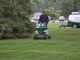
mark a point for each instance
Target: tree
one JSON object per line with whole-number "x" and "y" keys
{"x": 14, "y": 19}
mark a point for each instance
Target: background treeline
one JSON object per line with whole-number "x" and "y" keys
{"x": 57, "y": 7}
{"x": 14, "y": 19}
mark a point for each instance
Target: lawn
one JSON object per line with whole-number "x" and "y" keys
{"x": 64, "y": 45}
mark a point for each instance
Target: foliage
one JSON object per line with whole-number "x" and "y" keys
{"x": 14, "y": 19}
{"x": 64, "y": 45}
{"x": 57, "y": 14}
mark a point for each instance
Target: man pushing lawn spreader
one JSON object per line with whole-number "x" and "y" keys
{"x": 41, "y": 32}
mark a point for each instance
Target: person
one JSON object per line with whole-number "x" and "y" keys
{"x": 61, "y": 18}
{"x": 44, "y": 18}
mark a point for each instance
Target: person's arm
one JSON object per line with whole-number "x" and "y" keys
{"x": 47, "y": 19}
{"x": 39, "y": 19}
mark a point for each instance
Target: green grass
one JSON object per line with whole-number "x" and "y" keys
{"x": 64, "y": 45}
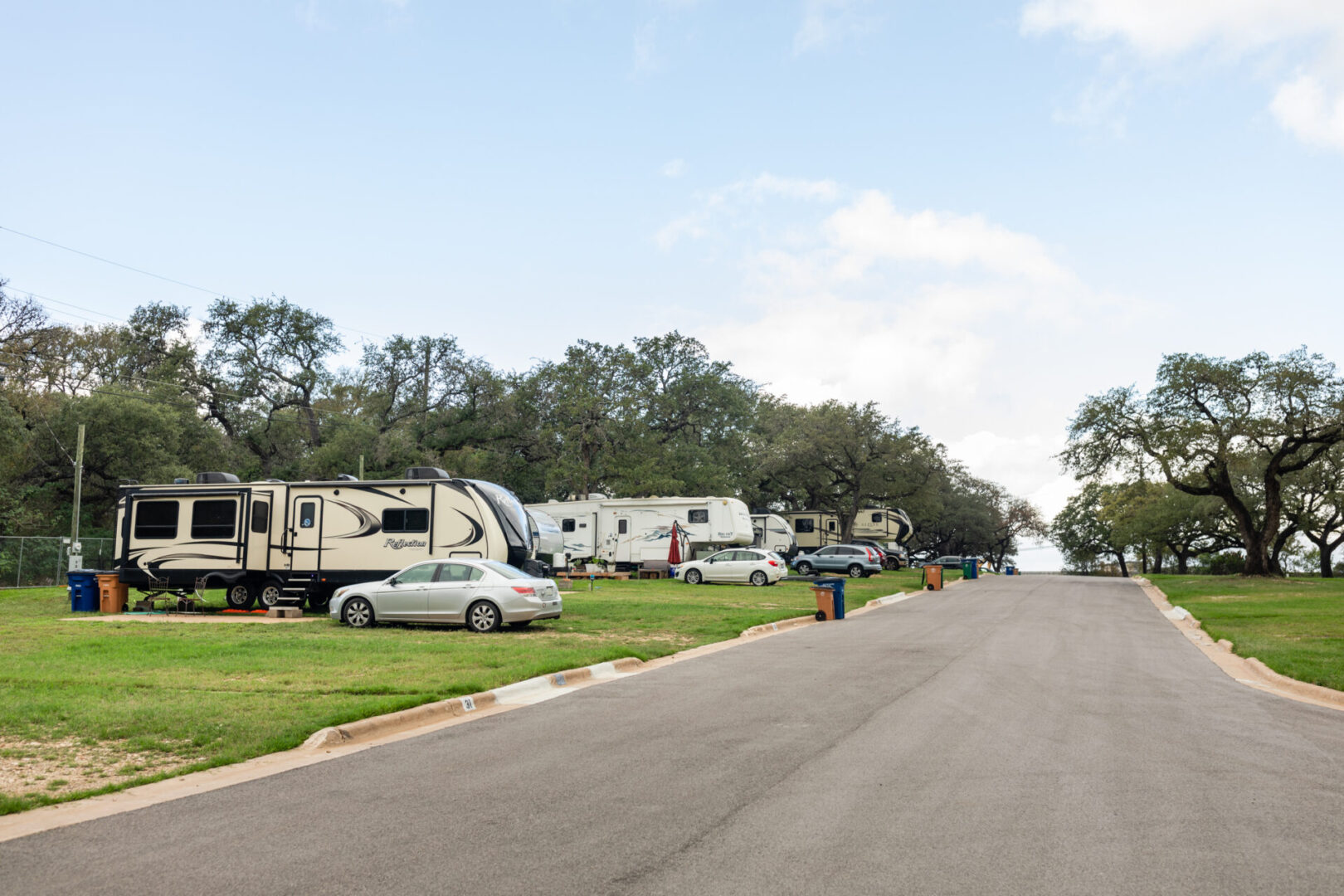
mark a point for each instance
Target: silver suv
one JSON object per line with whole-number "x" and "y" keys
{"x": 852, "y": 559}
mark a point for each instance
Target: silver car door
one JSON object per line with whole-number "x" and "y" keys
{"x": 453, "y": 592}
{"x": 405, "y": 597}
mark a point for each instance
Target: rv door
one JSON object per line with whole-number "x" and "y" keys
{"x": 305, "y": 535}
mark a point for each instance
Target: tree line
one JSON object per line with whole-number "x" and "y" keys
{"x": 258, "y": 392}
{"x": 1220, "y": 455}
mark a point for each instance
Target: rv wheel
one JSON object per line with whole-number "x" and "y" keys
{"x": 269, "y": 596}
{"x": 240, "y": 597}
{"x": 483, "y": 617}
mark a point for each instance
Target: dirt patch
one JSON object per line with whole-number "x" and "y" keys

+ + + + + + +

Goal of the exercise:
Output the material above verbatim but exclude each picture.

Solution for this problem:
mark a point for each instance
Target: tree
one JSON object per line with whole-number "x" and "y" keys
{"x": 14, "y": 19}
mark a point for each instance
Target: background treeline
one JSON object per line with whole-number "x" and "y" keys
{"x": 57, "y": 7}
{"x": 14, "y": 19}
mark a point for each instance
Target: lawn
one JSON object per line with whole-number "x" and "y" keys
{"x": 64, "y": 45}
mark a point for each instance
Target: foliage
one JSON object per line with whole-number "x" and "y" keys
{"x": 14, "y": 19}
{"x": 64, "y": 45}
{"x": 57, "y": 14}
mark a point for each instance
Target: man pushing lawn spreader
one JSON object per line with whole-number "x" and "y" keys
{"x": 41, "y": 32}
mark a point for each instance
Target: person
one JSON object per line with whole-number "x" and "y" keys
{"x": 61, "y": 18}
{"x": 44, "y": 18}
mark a point for each instance
Target: person's arm
one JSON object per line with whole-number "x" and "y" keys
{"x": 47, "y": 19}
{"x": 39, "y": 19}
mark a point for each instance
Target: green grass
one JSON object per line with whole-number "x" and "y" keys
{"x": 64, "y": 45}
mark a point for each instance
Target: silver suv
one JSON object per line with whole-number "x" and "y" keys
{"x": 852, "y": 559}
mark a point for each instance
Target: silver car door
one JSON object per line with whole-number "x" and "y" keys
{"x": 453, "y": 592}
{"x": 405, "y": 597}
mark a point for each instance
Target: rv door
one JSON object per line with whole-number "x" and "y" keys
{"x": 305, "y": 535}
mark a point for each instance
Target: tree line
one JSON object per line with whole-number "x" and "y" keys
{"x": 258, "y": 392}
{"x": 1220, "y": 455}
mark a point for each instance
Target: rv wheel
one JSON object per line with whole-number "x" and "y" keys
{"x": 269, "y": 596}
{"x": 240, "y": 597}
{"x": 483, "y": 617}
mark a point for each instance
Target: dirt patch
one JSON object per line with whole-number "x" and "y" keys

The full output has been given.